• _Document excerpt_
— BEGIN —
Day 28: Write about five blessings in your life

Family

My family is incredible and means the world to me. I’m very lucky to have supportive parents who have my back no matter what, who push me to be the best version of myself I can be. I’m lucky to have siblings that I get along with and an extended family that can’t be beat.

Friends

My friends are the bomb. Honestly, I’ve no idea where I would be without them. Most of my friends I’ve known my whole life, others popped in during Uni, some showed up post Uni, but all of them are wonderful and amazing people. I could myself lucky to have the quality of friends that I do.

A good job

One that allows me to be self sufficient and is the reason I’m even able to live in London in the first place. I wouldn’t say it’s the dream job (although I don’t really know what would be), but it definitely keeps me on my toes.

Travel

To ability to travel to other cities and countries is a huge blessing to me. I get a lot of joy from exploring new places, meeting new people and seeing how much the world really has to offer.
— END —
• _What needs to be done_
From the post about blessings, extract word for word the part that opens with the words containing "My friends are" and closes with "on my toes.".

• _Dataset items_
— BEGIN —
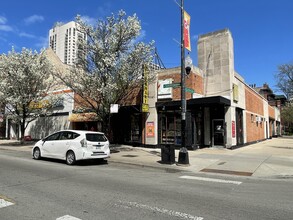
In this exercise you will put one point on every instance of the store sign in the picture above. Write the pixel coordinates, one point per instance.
(233, 129)
(187, 31)
(145, 97)
(164, 91)
(150, 129)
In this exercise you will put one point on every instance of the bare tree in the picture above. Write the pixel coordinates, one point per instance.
(24, 86)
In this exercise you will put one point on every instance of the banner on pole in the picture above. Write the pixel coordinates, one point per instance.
(187, 44)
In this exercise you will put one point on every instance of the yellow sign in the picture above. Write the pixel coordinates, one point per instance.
(39, 105)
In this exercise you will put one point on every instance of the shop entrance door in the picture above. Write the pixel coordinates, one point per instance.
(218, 135)
(239, 126)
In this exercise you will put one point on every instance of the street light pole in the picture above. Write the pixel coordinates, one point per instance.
(183, 153)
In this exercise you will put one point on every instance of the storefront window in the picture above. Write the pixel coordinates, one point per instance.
(170, 128)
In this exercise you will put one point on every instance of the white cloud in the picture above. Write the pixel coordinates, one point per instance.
(33, 19)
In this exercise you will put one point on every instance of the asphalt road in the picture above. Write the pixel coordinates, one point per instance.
(49, 189)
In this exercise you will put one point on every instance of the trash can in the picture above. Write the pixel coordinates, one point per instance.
(167, 154)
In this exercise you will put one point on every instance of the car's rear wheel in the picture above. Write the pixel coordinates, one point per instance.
(70, 158)
(37, 153)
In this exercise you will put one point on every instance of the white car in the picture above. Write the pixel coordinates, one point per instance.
(72, 145)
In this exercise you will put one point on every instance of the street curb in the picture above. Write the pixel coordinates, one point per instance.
(166, 169)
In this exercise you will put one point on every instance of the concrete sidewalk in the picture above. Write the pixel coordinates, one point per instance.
(268, 159)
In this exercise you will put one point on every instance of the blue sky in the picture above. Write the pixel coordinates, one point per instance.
(262, 30)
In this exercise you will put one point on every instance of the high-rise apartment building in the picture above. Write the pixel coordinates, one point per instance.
(63, 39)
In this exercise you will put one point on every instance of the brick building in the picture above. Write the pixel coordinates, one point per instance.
(222, 110)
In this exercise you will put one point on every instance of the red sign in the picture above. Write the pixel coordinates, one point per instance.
(233, 129)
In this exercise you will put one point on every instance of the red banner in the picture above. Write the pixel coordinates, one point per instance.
(187, 44)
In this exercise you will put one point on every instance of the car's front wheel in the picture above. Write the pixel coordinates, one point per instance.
(70, 158)
(37, 153)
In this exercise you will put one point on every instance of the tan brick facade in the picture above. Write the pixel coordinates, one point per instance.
(193, 81)
(255, 129)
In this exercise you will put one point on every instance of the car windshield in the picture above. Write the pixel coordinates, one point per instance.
(95, 137)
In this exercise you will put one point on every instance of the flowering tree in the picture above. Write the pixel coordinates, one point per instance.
(24, 85)
(109, 63)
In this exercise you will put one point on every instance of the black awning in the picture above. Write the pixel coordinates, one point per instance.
(219, 100)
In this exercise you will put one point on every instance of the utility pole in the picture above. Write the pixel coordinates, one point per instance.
(183, 153)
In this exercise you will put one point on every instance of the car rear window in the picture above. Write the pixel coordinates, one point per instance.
(96, 137)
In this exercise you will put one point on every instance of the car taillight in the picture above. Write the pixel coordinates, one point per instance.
(83, 143)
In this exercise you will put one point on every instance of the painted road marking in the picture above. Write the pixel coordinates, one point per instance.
(67, 217)
(210, 180)
(5, 203)
(172, 213)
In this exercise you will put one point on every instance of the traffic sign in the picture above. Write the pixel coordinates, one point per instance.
(172, 85)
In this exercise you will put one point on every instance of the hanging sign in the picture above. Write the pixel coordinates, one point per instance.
(186, 33)
(150, 132)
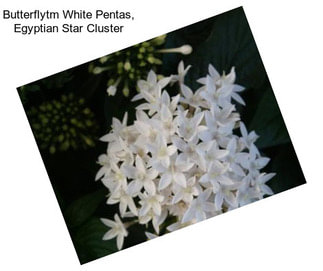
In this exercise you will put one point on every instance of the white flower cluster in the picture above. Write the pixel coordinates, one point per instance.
(180, 157)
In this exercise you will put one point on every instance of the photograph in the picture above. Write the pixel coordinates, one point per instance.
(161, 135)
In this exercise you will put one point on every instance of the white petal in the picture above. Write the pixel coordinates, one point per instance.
(120, 239)
(165, 181)
(108, 222)
(150, 187)
(110, 234)
(180, 179)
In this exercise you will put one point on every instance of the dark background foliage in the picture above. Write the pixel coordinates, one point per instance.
(224, 41)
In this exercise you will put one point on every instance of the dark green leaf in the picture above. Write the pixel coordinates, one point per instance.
(81, 209)
(268, 122)
(88, 241)
(226, 42)
(287, 168)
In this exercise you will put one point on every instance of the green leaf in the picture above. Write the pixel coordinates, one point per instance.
(88, 241)
(223, 41)
(268, 122)
(287, 168)
(83, 208)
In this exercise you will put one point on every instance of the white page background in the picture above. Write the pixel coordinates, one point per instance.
(283, 232)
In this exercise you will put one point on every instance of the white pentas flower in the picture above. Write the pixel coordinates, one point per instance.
(117, 230)
(187, 157)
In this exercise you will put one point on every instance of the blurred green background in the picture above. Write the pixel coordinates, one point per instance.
(70, 110)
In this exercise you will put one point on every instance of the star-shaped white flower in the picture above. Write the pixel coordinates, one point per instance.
(117, 230)
(199, 208)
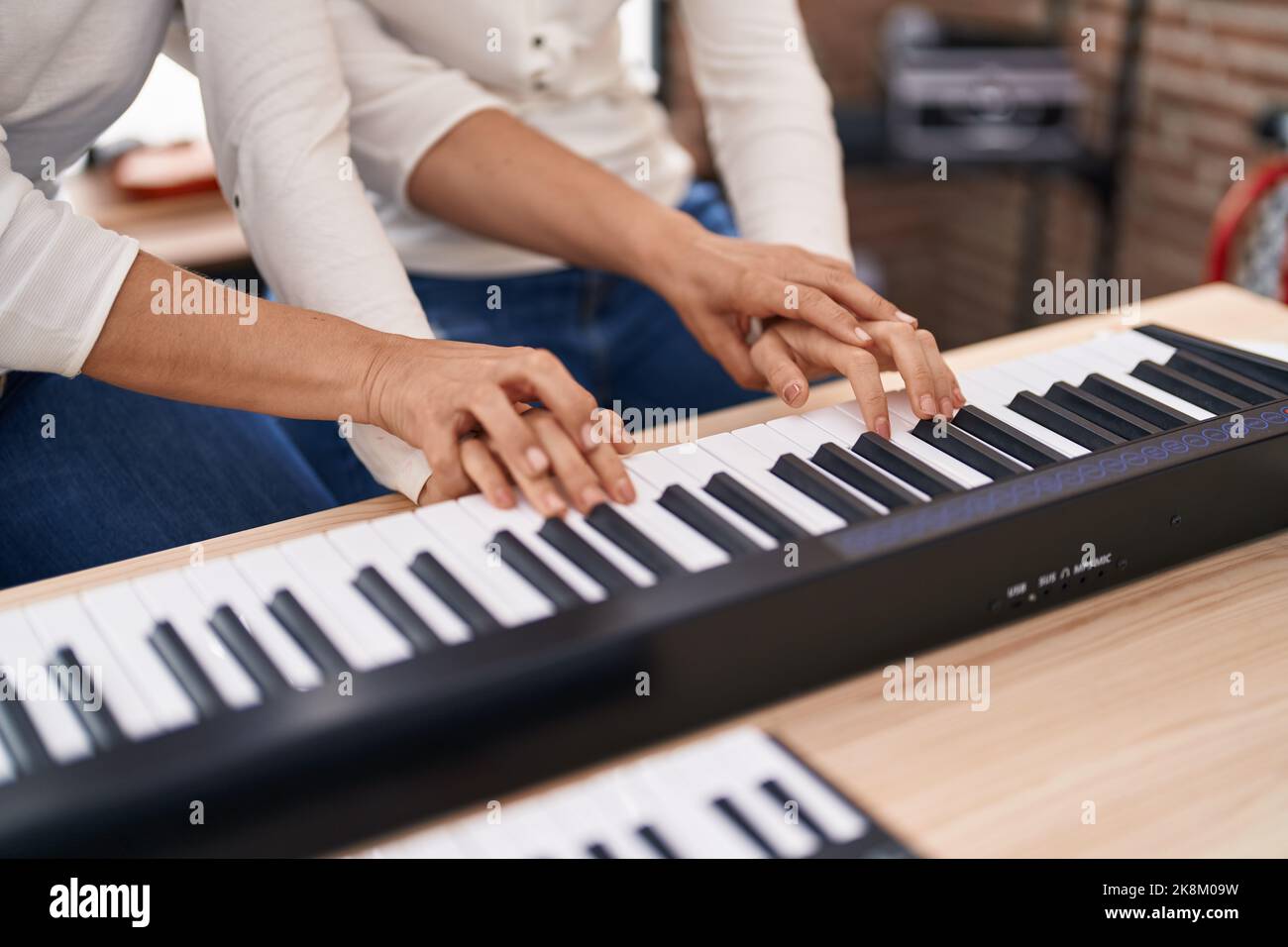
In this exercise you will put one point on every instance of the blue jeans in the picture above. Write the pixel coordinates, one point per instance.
(128, 474)
(619, 341)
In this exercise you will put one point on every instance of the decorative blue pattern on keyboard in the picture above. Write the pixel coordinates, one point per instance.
(984, 502)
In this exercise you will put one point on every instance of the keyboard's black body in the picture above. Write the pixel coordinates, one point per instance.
(312, 772)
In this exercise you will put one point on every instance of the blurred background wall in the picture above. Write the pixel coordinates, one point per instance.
(953, 253)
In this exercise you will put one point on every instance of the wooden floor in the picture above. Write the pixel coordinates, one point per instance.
(1115, 725)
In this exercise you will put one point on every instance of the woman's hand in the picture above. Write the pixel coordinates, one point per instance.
(719, 283)
(463, 405)
(793, 352)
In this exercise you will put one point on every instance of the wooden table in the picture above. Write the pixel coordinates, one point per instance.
(1122, 701)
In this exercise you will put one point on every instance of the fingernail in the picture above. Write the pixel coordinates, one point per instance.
(625, 489)
(537, 459)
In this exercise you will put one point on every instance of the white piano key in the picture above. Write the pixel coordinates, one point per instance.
(715, 772)
(22, 656)
(1142, 347)
(678, 539)
(1090, 359)
(331, 579)
(754, 468)
(218, 582)
(168, 596)
(62, 622)
(846, 429)
(268, 573)
(661, 474)
(774, 445)
(361, 547)
(580, 817)
(763, 759)
(999, 410)
(1028, 375)
(469, 543)
(690, 814)
(125, 625)
(408, 538)
(902, 436)
(524, 522)
(625, 564)
(810, 436)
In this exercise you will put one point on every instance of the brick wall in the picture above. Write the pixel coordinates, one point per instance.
(952, 250)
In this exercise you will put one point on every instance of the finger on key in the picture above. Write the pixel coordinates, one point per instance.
(484, 470)
(580, 480)
(509, 436)
(859, 368)
(945, 382)
(910, 360)
(773, 360)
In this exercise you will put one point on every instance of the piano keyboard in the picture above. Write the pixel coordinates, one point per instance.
(178, 651)
(737, 795)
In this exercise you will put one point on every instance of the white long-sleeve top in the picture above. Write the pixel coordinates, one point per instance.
(416, 67)
(275, 108)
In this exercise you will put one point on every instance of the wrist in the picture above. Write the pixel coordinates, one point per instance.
(660, 249)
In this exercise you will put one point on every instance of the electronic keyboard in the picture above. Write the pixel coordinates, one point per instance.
(303, 696)
(737, 795)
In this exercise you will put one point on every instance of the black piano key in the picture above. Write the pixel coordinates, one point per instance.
(1063, 421)
(814, 483)
(20, 736)
(244, 647)
(863, 476)
(307, 633)
(653, 839)
(684, 505)
(617, 530)
(1188, 389)
(455, 595)
(1006, 438)
(101, 725)
(1224, 379)
(1269, 371)
(1128, 399)
(584, 556)
(754, 508)
(377, 590)
(969, 450)
(536, 573)
(184, 669)
(1100, 411)
(898, 463)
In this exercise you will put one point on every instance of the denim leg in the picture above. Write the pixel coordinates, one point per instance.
(127, 474)
(555, 311)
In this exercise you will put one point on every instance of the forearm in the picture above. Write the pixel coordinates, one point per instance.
(494, 175)
(237, 351)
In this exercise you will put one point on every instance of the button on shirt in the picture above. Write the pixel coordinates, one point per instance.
(417, 67)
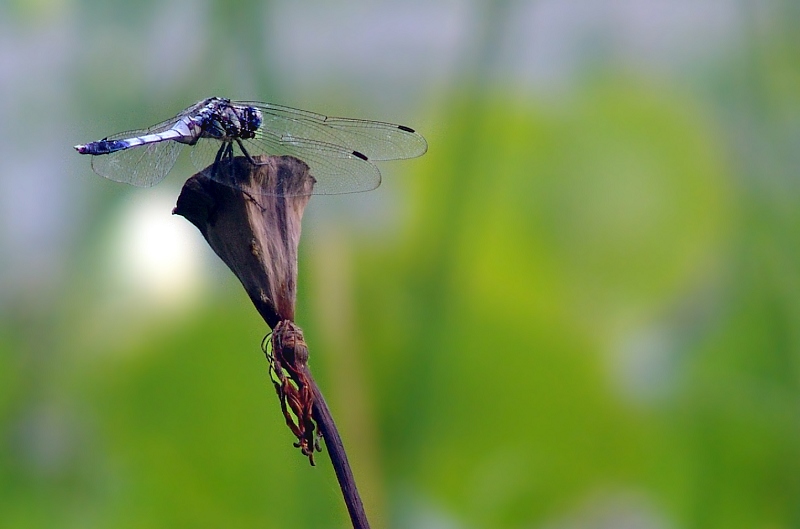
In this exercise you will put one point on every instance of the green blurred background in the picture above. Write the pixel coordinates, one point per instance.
(580, 309)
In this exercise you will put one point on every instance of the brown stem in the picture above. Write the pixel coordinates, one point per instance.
(253, 225)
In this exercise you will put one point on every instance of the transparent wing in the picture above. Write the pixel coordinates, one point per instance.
(336, 169)
(143, 166)
(375, 139)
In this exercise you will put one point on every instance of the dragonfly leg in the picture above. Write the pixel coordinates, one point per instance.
(244, 151)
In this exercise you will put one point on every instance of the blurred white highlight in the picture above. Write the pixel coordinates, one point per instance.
(159, 260)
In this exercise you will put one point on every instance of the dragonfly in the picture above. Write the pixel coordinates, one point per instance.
(340, 152)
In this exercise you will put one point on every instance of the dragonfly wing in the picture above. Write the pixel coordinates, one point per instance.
(143, 166)
(335, 169)
(375, 139)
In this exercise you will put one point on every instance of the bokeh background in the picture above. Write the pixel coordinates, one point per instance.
(580, 309)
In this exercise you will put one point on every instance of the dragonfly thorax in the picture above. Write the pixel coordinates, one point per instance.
(224, 121)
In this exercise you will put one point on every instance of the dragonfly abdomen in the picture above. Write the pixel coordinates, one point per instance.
(182, 132)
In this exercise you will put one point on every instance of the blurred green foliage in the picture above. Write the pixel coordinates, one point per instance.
(588, 317)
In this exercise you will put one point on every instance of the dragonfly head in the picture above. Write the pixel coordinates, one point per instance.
(250, 121)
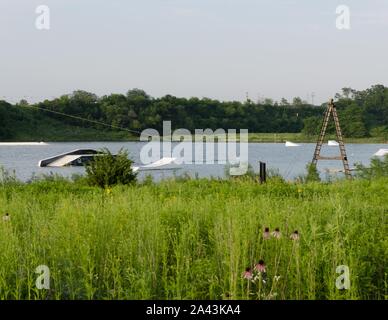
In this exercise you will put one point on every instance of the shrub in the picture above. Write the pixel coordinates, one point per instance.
(107, 170)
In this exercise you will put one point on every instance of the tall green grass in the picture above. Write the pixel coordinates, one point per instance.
(193, 240)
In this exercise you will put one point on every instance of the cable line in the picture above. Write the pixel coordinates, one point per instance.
(84, 119)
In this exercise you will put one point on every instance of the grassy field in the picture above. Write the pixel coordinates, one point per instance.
(194, 239)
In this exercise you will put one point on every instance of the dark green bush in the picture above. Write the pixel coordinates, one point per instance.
(107, 170)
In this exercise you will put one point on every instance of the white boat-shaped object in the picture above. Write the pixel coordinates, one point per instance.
(10, 144)
(381, 153)
(332, 143)
(291, 144)
(80, 157)
(162, 164)
(73, 158)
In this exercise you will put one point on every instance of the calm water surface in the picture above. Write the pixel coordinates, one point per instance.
(290, 162)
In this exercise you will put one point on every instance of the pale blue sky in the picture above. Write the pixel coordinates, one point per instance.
(214, 48)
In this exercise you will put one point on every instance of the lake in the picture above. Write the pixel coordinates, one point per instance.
(290, 162)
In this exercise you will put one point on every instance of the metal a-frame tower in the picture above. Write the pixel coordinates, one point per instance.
(331, 109)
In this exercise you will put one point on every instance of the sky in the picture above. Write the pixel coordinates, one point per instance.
(221, 49)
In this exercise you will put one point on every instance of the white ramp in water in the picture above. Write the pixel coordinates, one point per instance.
(158, 164)
(291, 144)
(332, 143)
(381, 153)
(6, 144)
(64, 161)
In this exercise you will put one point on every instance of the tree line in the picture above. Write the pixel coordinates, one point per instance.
(362, 113)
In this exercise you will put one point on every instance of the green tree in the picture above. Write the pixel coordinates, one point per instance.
(107, 170)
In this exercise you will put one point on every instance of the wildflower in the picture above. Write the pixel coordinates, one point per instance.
(295, 235)
(276, 233)
(260, 266)
(248, 274)
(266, 234)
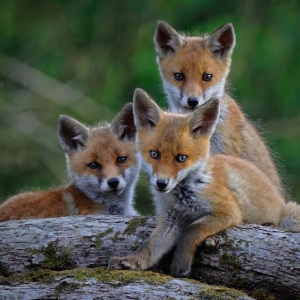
— END —
• _Solution to this problem_
My friends are the bomb. Honestly, I’ve no idea where I would be without them. Most of my friends I’ve known my whole life, others popped in during Uni, some showed up post Uni, but all of them are wonderful and amazing people. I could myself lucky to have the quality of friends that I do.

A good job

One that allows me to be self sufficient and is the reason I’m even able to live in London in the first place. I wouldn’t say it’s the dream job (although I don’t really know what would be), but it definitely keeps me on my toes.